▸ **Do this**
Count the lines in the listing below that contain the string "window". Reply with the number alone.

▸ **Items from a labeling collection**

==============================

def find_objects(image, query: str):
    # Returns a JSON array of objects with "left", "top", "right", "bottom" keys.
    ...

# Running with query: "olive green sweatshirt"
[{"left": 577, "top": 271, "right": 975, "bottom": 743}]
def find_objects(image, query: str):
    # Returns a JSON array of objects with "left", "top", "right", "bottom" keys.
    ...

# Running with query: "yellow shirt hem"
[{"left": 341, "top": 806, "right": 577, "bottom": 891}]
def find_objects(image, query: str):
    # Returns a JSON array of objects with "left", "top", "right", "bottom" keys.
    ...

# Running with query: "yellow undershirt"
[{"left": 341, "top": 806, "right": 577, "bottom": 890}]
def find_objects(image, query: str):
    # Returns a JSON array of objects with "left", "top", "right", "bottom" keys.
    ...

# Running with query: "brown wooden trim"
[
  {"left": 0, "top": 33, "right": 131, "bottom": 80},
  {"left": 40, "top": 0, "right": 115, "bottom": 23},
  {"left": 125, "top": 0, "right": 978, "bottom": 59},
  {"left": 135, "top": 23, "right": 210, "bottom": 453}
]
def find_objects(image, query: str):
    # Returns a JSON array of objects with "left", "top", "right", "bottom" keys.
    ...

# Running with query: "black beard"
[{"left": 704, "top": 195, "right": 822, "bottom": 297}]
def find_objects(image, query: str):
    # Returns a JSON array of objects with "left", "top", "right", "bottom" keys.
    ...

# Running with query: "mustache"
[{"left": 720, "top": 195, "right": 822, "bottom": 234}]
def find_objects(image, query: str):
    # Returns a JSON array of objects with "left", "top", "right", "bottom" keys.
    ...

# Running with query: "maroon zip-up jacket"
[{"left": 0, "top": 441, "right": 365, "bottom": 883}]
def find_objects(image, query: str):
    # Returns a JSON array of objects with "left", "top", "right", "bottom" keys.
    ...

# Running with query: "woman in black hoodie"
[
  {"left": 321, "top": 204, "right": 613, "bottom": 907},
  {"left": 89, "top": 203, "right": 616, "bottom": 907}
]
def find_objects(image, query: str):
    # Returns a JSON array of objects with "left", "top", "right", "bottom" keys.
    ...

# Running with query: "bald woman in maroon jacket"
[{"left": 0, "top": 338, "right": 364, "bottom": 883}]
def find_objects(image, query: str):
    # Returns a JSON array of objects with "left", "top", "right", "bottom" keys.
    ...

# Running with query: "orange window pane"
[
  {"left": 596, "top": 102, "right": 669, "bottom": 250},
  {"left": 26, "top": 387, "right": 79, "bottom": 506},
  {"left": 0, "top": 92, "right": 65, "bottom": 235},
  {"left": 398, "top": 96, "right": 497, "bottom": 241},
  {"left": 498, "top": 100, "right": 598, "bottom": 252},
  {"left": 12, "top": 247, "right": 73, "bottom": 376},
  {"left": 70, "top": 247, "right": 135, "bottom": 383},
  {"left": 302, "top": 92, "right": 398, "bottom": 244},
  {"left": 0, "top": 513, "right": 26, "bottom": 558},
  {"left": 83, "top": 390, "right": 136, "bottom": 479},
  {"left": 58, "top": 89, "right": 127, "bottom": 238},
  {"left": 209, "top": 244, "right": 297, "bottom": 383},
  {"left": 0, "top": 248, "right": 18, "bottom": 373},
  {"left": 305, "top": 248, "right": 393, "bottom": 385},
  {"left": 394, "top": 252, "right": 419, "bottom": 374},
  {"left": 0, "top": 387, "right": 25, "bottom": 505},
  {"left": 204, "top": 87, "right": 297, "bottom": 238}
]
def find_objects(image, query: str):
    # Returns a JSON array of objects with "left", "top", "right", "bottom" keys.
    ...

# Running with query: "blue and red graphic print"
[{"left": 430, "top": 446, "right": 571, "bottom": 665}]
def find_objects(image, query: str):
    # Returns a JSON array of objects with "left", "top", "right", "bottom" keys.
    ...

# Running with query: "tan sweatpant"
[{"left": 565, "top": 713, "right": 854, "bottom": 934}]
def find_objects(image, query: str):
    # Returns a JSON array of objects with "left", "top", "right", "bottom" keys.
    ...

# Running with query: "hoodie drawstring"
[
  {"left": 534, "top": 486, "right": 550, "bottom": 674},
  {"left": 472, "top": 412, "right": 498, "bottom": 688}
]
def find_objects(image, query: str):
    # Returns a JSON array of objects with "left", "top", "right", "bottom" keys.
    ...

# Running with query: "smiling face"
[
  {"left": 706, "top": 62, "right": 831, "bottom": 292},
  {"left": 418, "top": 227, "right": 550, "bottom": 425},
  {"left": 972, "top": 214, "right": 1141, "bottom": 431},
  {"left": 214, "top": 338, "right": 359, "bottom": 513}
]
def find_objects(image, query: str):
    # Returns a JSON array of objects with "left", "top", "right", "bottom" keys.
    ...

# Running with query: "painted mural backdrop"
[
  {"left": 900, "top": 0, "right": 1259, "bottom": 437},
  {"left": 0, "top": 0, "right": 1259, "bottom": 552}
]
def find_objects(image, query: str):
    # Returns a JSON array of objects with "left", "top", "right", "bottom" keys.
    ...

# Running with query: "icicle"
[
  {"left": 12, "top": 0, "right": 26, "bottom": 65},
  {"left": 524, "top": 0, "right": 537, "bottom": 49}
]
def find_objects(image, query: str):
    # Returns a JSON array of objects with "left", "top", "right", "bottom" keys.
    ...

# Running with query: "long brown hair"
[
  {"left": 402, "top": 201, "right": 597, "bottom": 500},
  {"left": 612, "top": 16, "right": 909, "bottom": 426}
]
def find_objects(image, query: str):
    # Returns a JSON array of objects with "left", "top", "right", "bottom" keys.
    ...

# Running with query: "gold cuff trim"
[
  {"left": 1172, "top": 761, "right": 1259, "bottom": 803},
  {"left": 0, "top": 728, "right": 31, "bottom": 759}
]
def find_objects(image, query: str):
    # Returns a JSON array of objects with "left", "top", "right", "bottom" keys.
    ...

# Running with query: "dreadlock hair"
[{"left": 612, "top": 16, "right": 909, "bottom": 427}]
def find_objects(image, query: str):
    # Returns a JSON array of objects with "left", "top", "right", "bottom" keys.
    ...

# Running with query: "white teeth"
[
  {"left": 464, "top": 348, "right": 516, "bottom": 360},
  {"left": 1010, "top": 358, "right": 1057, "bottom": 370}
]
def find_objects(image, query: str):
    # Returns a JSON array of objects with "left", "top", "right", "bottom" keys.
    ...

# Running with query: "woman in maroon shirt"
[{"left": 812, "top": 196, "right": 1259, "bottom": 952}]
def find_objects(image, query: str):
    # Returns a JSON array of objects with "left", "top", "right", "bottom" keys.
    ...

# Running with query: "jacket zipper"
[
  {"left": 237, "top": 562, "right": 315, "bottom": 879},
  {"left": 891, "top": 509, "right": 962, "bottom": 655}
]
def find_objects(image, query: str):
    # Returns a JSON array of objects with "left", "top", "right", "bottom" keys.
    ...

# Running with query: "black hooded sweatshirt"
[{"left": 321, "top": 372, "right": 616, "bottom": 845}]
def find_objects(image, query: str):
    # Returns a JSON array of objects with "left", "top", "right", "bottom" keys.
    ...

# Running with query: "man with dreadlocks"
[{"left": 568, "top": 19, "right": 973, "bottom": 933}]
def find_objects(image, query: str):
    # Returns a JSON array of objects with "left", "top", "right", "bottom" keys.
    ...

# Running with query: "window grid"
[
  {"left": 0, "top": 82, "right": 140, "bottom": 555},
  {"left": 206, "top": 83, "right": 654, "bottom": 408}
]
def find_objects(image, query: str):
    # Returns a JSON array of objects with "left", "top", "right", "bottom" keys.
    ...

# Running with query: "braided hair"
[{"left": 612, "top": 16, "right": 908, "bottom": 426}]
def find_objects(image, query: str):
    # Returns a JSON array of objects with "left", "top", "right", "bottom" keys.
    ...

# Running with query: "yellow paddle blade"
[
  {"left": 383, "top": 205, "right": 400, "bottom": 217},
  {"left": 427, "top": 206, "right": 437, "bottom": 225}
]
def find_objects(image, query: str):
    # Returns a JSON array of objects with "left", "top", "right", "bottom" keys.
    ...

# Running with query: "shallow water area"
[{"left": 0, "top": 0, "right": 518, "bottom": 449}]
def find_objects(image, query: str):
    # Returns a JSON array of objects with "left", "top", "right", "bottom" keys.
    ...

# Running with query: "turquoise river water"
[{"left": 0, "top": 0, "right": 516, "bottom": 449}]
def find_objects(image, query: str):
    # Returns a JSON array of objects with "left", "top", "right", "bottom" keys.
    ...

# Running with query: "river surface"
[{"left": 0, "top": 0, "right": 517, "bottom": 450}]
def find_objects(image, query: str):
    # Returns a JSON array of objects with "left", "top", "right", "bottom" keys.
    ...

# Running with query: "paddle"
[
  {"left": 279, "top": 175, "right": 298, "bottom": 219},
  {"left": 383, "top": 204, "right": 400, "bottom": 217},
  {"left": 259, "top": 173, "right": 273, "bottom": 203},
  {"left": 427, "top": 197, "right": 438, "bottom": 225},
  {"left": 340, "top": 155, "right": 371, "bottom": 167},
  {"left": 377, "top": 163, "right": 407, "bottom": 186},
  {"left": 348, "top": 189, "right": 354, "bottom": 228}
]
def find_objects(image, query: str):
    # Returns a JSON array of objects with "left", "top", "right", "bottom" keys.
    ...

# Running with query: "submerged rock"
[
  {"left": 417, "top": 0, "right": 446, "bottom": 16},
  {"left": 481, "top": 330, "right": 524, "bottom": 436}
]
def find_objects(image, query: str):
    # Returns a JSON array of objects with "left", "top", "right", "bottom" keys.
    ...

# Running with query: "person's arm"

==============================

▸ **Result of this exercise**
2